## SELECTION
[Start]

# New Here - US Citizen Needs Work in UK



## Jenn1fer (Nov 25, 2008)

Hello All, 

I am a US citizen that is mid-divorce and would like to move to the UK when it is finalized. I do have a male friend in the UK, but am not considering re-marrying too quickly. 

How might I go about finding an employer able and willing to take on a US citizen and preferably one in the West Midlands area. It seems like a difficult proposition. 

I am currently an independent contractor running a successful real estate business. Anything in sales or service would suit me well.

Any ideas?

Many thanks, 

Jenny


----------



## synthia (Apr 18, 2007)

Welcome to the forum! I moved your thread here because I thought you would get more responses.

Before you worry about getting a job and what part of the country you want to live in, you need to consider how you are going to get the legal right to live and work in the UK. Do you have dual citizenship in a EU country?

[End]

## DATA PROVIDED

[Start]

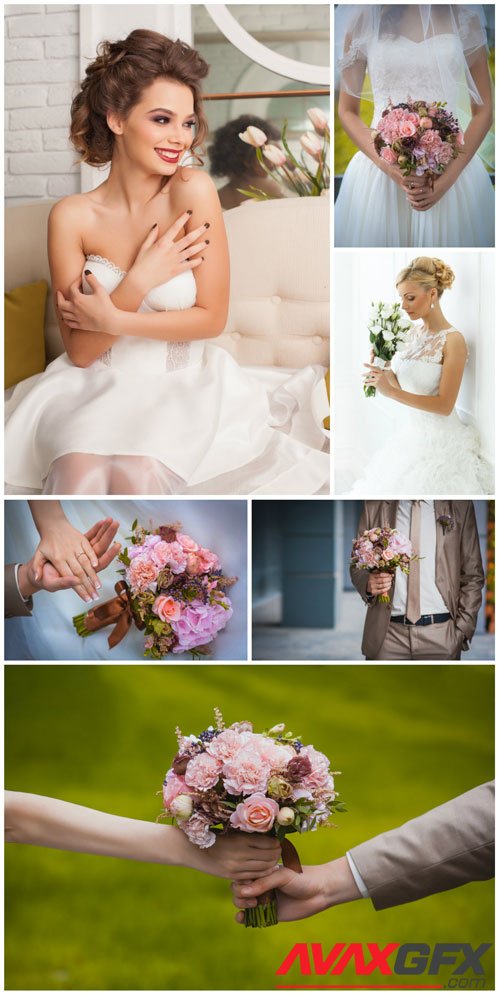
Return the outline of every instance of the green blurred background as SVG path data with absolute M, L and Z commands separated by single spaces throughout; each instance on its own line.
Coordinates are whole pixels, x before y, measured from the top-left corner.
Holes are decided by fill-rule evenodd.
M 493 776 L 493 679 L 463 664 L 7 665 L 6 785 L 154 820 L 177 724 L 199 732 L 215 705 L 228 724 L 284 721 L 343 772 L 339 828 L 294 837 L 323 862 Z M 273 989 L 297 942 L 493 941 L 492 882 L 251 931 L 227 882 L 180 868 L 11 845 L 5 881 L 7 989 Z M 493 950 L 484 965 L 493 989 Z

[End]

## EXERCISE AIM
Please answer these questions about the forum thread:
1. What kind of business does Jenny currently run?
2. Which area of the UK would she prefer to work in?
3. What does synthia ask whether she holds?
The lines above are separate from the forum thread.

## ANSWER
1. A successful real estate business, as an independent contractor.
2. The West Midlands.
3. Dual citizenship in an EU country.